Task to complete: Only the count is needed. Count the lines below with the word "phrase" in them.

(Dataset excerpts)
____________________
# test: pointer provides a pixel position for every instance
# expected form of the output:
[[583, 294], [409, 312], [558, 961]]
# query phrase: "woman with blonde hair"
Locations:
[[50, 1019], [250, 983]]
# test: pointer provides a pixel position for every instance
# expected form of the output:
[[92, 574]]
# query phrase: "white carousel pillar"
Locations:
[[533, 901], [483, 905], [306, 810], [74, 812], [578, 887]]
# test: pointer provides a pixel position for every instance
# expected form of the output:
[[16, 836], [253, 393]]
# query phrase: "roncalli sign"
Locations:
____________________
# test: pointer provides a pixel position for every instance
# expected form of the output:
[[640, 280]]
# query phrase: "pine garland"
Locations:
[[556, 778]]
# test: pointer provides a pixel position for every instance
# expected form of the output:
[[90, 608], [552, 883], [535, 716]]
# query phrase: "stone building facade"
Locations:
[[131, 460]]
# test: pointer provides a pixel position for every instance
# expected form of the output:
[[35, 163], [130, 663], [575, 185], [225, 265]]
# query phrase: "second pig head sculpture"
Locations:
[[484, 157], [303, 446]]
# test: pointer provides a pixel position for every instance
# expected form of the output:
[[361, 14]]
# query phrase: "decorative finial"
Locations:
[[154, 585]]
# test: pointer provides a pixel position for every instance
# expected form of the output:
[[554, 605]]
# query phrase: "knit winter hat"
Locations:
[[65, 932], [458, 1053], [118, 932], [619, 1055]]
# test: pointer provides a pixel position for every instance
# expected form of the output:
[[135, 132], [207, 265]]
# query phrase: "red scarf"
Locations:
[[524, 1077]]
____________________
Solution to this task: 9